* **TASK DESCRIPTION**
Nothing but an exact repetition of the listing should be returned.
===== RECORDS FOR PROCESSING
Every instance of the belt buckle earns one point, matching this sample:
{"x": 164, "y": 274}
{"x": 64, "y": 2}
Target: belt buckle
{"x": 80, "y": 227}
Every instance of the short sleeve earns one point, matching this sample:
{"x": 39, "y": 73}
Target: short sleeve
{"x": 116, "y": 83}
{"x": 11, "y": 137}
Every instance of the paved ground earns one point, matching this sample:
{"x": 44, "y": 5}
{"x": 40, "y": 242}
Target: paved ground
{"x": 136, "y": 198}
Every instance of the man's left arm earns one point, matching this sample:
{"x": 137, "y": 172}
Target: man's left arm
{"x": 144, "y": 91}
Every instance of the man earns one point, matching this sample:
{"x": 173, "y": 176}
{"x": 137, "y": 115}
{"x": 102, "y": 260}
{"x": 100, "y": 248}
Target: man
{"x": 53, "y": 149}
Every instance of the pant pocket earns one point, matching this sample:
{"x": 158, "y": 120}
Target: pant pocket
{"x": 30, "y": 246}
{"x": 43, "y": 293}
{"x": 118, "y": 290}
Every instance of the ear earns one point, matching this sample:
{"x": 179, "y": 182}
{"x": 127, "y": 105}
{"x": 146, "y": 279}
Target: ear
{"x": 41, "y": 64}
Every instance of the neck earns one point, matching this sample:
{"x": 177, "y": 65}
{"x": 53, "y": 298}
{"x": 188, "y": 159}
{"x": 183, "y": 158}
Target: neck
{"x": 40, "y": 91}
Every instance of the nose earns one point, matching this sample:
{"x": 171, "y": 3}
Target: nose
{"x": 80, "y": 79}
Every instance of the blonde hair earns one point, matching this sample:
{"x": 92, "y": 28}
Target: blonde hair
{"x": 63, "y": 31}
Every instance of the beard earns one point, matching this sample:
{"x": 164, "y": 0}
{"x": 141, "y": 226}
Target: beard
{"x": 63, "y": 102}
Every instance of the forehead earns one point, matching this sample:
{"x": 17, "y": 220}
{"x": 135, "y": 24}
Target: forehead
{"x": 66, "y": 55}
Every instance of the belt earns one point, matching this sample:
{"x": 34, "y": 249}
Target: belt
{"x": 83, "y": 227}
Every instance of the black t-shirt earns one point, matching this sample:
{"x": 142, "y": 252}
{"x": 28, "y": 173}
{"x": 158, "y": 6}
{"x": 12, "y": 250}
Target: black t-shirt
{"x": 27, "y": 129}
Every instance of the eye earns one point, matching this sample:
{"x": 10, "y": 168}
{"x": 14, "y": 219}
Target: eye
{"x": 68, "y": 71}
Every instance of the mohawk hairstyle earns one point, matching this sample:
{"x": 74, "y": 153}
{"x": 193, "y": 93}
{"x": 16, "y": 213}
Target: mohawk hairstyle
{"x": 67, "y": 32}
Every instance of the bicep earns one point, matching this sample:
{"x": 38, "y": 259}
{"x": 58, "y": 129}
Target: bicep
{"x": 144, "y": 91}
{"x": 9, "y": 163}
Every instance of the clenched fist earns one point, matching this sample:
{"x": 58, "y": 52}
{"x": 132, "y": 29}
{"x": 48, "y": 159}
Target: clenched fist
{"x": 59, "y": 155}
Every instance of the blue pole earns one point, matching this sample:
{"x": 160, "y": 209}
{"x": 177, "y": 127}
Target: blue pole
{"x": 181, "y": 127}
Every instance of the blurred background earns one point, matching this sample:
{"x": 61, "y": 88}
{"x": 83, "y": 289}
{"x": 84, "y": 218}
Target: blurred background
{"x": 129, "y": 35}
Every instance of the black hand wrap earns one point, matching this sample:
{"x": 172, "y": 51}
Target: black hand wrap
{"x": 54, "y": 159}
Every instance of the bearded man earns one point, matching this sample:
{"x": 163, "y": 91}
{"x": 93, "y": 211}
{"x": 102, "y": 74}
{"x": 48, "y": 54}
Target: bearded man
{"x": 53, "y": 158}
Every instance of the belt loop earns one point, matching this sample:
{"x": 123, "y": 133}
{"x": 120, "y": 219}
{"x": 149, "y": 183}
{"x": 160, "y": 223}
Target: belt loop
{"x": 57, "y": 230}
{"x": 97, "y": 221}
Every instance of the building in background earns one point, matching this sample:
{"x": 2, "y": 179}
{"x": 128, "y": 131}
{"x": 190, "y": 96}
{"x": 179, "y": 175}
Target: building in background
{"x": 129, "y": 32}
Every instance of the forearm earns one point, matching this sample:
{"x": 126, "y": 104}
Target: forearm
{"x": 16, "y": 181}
==========
* **OUTPUT OF THE TASK**
Every instance of the belt buckle earns one point, matching this sample:
{"x": 164, "y": 274}
{"x": 64, "y": 2}
Target: belt buckle
{"x": 80, "y": 227}
Every instance of the short sleeve earns one point, matching this sample:
{"x": 39, "y": 73}
Target: short sleeve
{"x": 116, "y": 83}
{"x": 11, "y": 137}
Every instance of the paved ground earns one point, matching this sample:
{"x": 44, "y": 5}
{"x": 40, "y": 242}
Target: paved ground
{"x": 136, "y": 198}
Every instance of the man's left arm earns one point, matching this sample:
{"x": 137, "y": 172}
Target: man's left arm
{"x": 144, "y": 91}
Every instance of the man earns one point, matching this sample:
{"x": 173, "y": 176}
{"x": 137, "y": 115}
{"x": 102, "y": 260}
{"x": 100, "y": 248}
Target: man
{"x": 53, "y": 149}
Every instance of the pant pocket earns one point, matching this sample:
{"x": 158, "y": 120}
Target: pant pocket
{"x": 30, "y": 246}
{"x": 43, "y": 293}
{"x": 118, "y": 290}
Every instance of the ear earns one point, matching this sample:
{"x": 179, "y": 182}
{"x": 127, "y": 105}
{"x": 146, "y": 279}
Target: ear
{"x": 41, "y": 64}
Every instance of the neck earns one point, matching this sample:
{"x": 177, "y": 65}
{"x": 53, "y": 298}
{"x": 188, "y": 159}
{"x": 183, "y": 158}
Target: neck
{"x": 40, "y": 91}
Every instance of the nose earns one point, matching this sample:
{"x": 171, "y": 3}
Target: nose
{"x": 80, "y": 79}
Every instance of the blonde hair earns one point, matching this sample:
{"x": 92, "y": 28}
Target: blonde hair
{"x": 63, "y": 31}
Every instance of the beard earns one point, matching this sample:
{"x": 164, "y": 0}
{"x": 141, "y": 226}
Target: beard
{"x": 63, "y": 102}
Every instance of the forehead earns one point, matching this sample:
{"x": 17, "y": 220}
{"x": 135, "y": 24}
Target: forehead
{"x": 66, "y": 55}
Every instance of the belt earns one point, matching this sample:
{"x": 34, "y": 249}
Target: belt
{"x": 83, "y": 227}
Every instance of the black t-shirt earns one point, matching this sample:
{"x": 142, "y": 252}
{"x": 28, "y": 173}
{"x": 158, "y": 6}
{"x": 12, "y": 250}
Target: black t-shirt
{"x": 27, "y": 129}
Every instance of the eye earns one point, matching this sample:
{"x": 10, "y": 168}
{"x": 14, "y": 219}
Target: eye
{"x": 68, "y": 71}
Every instance of the mohawk hairstyle earns one point, matching this sample:
{"x": 74, "y": 153}
{"x": 193, "y": 93}
{"x": 16, "y": 213}
Target: mohawk hairstyle
{"x": 67, "y": 32}
Every instance of the bicep earns one point, matching this sample:
{"x": 38, "y": 259}
{"x": 58, "y": 129}
Target: bicep
{"x": 144, "y": 91}
{"x": 9, "y": 163}
Every instance of the clenched fist earns one point, matching this sample:
{"x": 58, "y": 52}
{"x": 132, "y": 29}
{"x": 48, "y": 159}
Target: clenched fist
{"x": 59, "y": 155}
Every instance of the blue pole earns one point, matching this sample:
{"x": 160, "y": 209}
{"x": 177, "y": 127}
Target: blue pole
{"x": 181, "y": 127}
Every instance of the blurred background earns one point, matching this sample:
{"x": 61, "y": 88}
{"x": 83, "y": 289}
{"x": 84, "y": 218}
Target: blurred background
{"x": 129, "y": 35}
Every instance of the black hand wrap earns one point, matching this sample:
{"x": 172, "y": 51}
Target: black hand wrap
{"x": 54, "y": 159}
Every instance of the bearded man earns one point, matching this sample:
{"x": 163, "y": 91}
{"x": 93, "y": 211}
{"x": 102, "y": 74}
{"x": 48, "y": 54}
Target: bearded man
{"x": 53, "y": 158}
Every instance of the belt loop earns one point, matching this sample:
{"x": 123, "y": 133}
{"x": 120, "y": 219}
{"x": 149, "y": 183}
{"x": 160, "y": 223}
Target: belt loop
{"x": 57, "y": 230}
{"x": 97, "y": 221}
Every instance of the building in background earns one point, matching this sample:
{"x": 2, "y": 179}
{"x": 128, "y": 131}
{"x": 190, "y": 96}
{"x": 179, "y": 175}
Target: building in background
{"x": 129, "y": 32}
Every instance of the forearm earns one point, matching this sample:
{"x": 126, "y": 104}
Target: forearm
{"x": 16, "y": 181}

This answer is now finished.